### PROBLEM
Repeat each entry below exactly as it stands.

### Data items

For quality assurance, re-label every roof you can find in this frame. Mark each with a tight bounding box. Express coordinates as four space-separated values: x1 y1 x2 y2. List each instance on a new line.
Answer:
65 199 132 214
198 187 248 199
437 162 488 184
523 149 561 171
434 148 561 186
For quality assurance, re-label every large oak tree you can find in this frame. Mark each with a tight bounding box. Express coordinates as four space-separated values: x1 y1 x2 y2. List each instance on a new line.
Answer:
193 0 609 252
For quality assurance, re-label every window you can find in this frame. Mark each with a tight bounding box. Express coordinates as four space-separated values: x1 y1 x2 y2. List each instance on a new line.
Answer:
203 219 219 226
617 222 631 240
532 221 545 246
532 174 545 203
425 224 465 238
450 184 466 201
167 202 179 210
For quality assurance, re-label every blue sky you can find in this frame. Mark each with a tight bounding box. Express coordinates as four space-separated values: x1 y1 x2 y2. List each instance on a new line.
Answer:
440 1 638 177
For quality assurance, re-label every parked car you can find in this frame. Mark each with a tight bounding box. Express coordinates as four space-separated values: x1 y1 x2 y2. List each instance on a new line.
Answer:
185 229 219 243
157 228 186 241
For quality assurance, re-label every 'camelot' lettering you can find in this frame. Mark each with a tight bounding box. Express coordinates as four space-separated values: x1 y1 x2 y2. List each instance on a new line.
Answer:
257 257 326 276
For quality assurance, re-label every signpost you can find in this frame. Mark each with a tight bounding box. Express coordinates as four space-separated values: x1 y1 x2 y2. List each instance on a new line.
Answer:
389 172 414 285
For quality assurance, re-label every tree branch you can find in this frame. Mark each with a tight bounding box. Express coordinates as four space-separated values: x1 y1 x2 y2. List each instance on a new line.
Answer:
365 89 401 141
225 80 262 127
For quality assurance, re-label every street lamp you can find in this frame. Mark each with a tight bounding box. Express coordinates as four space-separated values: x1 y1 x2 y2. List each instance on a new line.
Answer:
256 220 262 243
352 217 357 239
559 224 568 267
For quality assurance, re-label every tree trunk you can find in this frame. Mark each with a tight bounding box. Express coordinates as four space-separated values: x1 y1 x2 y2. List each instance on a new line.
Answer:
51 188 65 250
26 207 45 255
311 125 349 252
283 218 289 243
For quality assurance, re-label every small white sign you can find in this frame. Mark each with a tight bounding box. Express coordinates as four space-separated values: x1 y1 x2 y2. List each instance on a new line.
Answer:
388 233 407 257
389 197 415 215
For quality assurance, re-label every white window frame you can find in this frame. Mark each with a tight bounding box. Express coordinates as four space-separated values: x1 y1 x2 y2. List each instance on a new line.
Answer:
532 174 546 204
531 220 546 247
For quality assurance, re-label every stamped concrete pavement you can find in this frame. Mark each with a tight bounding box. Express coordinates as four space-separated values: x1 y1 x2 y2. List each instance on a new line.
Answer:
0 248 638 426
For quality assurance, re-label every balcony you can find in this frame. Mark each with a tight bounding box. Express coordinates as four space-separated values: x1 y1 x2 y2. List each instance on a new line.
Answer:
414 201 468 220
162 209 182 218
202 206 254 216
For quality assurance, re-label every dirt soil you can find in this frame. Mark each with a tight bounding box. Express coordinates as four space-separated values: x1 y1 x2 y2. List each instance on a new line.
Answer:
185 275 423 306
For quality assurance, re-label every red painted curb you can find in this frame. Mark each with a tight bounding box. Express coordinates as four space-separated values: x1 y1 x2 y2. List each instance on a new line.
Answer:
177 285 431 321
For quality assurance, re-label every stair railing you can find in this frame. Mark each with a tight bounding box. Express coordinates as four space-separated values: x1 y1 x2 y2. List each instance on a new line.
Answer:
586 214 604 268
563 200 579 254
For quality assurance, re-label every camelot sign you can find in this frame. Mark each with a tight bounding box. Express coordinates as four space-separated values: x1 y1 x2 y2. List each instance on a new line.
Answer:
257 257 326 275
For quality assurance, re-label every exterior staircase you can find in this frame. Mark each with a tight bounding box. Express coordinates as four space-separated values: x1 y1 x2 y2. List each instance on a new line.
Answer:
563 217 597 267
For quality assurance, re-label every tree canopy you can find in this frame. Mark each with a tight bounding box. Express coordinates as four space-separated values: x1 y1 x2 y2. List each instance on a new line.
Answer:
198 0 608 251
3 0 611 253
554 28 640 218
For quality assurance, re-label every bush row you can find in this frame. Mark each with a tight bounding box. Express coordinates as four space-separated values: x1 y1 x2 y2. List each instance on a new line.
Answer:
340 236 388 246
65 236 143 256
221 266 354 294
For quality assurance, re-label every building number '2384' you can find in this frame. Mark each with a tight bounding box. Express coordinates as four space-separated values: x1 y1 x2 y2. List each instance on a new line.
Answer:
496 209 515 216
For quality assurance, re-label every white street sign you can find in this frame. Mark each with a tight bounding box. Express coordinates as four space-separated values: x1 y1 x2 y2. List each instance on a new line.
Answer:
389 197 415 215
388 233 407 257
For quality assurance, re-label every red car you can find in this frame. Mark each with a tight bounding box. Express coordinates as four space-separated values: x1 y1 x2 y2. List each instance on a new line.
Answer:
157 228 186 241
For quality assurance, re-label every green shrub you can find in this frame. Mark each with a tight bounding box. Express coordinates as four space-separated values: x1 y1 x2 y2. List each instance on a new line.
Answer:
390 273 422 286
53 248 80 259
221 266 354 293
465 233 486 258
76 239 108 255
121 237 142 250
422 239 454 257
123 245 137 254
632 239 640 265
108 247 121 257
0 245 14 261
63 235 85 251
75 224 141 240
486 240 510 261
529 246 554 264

### SOLUTION FOR THIS PROBLEM
For quality assurance, re-label every roof you can find in this frame. Mark each with a tight bounding box. Express coordinates as four space-separated values: x1 y1 x2 y2. List each instance on a new line.
Answer:
65 199 132 214
198 187 248 199
437 162 488 184
523 149 561 171
434 148 561 186
For quality assurance, re-label every large oak tree you can find in this frame. Mark each with a tight bounding box. Express coordinates as four space-separated values: x1 y1 x2 y2. List each instance on a new line.
Answer:
193 0 609 252
For quality assurance, re-label every window you can find in this frame. Mark each with a tight bounding box. Express coordinates as four space-separated values: x1 y1 x2 y2. List each instance on a new line.
Answer:
203 219 219 226
617 222 631 240
532 221 545 246
532 174 545 203
425 224 465 238
450 184 466 201
167 202 179 210
For quality assurance, re-label every blue sky you can find in this frame. Mark each with a tight bounding box. Express coordinates as four space-separated values: x1 y1 x2 y2. List each instance on a new line.
Answer:
440 1 638 177
For quality assurance, re-label every parked car you can find in this frame. Mark each with a tight bounding box. Express coordinates as four space-separated values: x1 y1 x2 y2. List each instance on a new line.
Answer:
185 229 219 243
157 228 186 241
For quality assurance, re-label every 'camelot' lettering you can find in this frame. Mark each with a tight bounding box. Express coordinates as four space-separated values: x1 y1 x2 y2. List each instance on a new line.
Answer:
257 257 326 276
For quality assurance, re-label every signpost you can find in this frame. Mark each with a tight bounding box. Express coordinates as four space-separated values: x1 y1 x2 y2. List each instance on a new line.
Answer:
389 172 414 285
For quality assurance, re-label every tree branch you can find in this frame. Mark each with a tight bounding box. Express coordinates as four space-separated values: x1 y1 x2 y2. List each instance on a new line.
Answer:
365 89 401 141
225 80 262 127
For quality assurance, re-label every street lamp you can find in this frame. Mark each with a tight bounding box. Express coordinates as four space-separated values: x1 y1 x2 y2. List each instance on a new line.
Answer:
256 220 262 243
352 217 357 239
559 224 568 267
For quality assurance, re-label every tree trunk you can find in this frame. Mark each with a tight bounding box. Express coordinates as four space-separated values: x1 y1 x2 y2. List each instance on a new line.
Answer:
51 188 65 250
26 207 45 255
311 125 349 252
283 218 289 243
For quality assurance, re-label every small white sign you can find in this frame. Mark each with a tight bounding box. Express coordinates as four space-separated values: x1 y1 x2 y2. List each instance on a new line.
Answer:
388 233 407 257
389 197 415 215
For quality assurance, re-label every white window frame you can find in this frame. Mark each with a tight bounding box. Express coordinates as four space-separated values: x1 y1 x2 y2. List each instance on a new line.
Answer:
532 174 546 204
531 220 546 247
For quality assurance, re-label every stamped concrete pavement you can find in this frame. Mark each with a tight bounding box. Express coordinates as four space-separated values: x1 y1 x2 y2. List each instance on a new line.
Answer:
0 248 638 426
For quality assurance, re-label every balcony you can find in this frame. Mark each with a tight bounding box. Express coordinates as four space-separated values: x1 y1 x2 y2. List each instance on a new line.
Answer:
414 201 468 220
162 209 182 218
202 206 254 216
For quality assurance, re-label every dirt soil you can find in this frame. Mark each with a tight bounding box. Express coordinates as four space-separated values: x1 y1 x2 y2. List each instance on a new line.
Answer:
185 275 423 306
For quality assurance, re-label every red painted curb you can find in this frame. Mark each with a tight bounding box. Express coordinates as four space-separated values: x1 y1 x2 y2. List each instance on a new line.
Answer:
177 285 431 321
For quality assurance, re-label every stair railing you can find in this frame. Mark each with a tight bounding box. Express coordinates as four space-separated values: x1 y1 x2 y2. List each instance on a new line.
Answer:
586 214 604 268
563 200 579 254
For quality assurance, re-label every camelot sign you can find in this frame. Mark each with a tight bounding box. Express coordinates as four space-separated values: x1 y1 x2 y2. List each instance on a new line.
Answer:
257 257 326 275
For quality assurance, re-label every exterior staircase you can find in this frame. Mark each with a tight bounding box. Express coordinates as four space-separated values: x1 y1 x2 y2. List each instance on a new line.
Answer:
563 217 597 267
For quality assurance, re-label every tree canopy you can find in this frame. Mark each with a tight bounding box. Express coordinates as four space-separated values: x1 y1 x2 y2. List each instance on a new line.
Answer:
198 0 608 251
3 0 611 253
554 28 640 218
For quality assurance, re-label every bush row you can find in this frame. Mark each with a tight bounding box. Express coordinates as four space-separated values: x1 y1 x2 y2. List each instance on a new line.
Answer:
340 236 388 246
65 236 143 256
221 266 354 294
For quality assurance, re-label every building number '2384' you can find in this frame. Mark each with a tight bounding box. Express coordinates as four space-separated values: x1 y1 x2 y2. List each instance on a new line.
Answer:
496 209 515 216
For quality assurance, re-label every white street sign you can find in this frame. Mark each with a tight bounding box. Express coordinates as four space-separated values: x1 y1 x2 y2. List each instance on a new line.
Answer:
389 197 415 215
388 233 407 257
For quality assurance, re-label every red car you can find in this frame. Mark each with a tight bounding box. Express coordinates as four space-separated values: x1 y1 x2 y2. List each instance on a new line.
Answer:
157 228 186 241
For quality assurance, re-label every green shrub you can find in this frame. Mark each with a tight bounding box. Express coordinates as four space-separated values: x1 y1 x2 y2. List each instance on a new line.
Answer:
390 273 422 286
53 248 80 259
221 266 354 293
465 233 486 258
76 239 108 255
121 237 142 250
422 239 454 257
123 245 137 254
632 239 640 265
108 247 121 257
0 245 14 261
63 235 85 251
75 224 141 240
486 240 510 261
529 246 554 264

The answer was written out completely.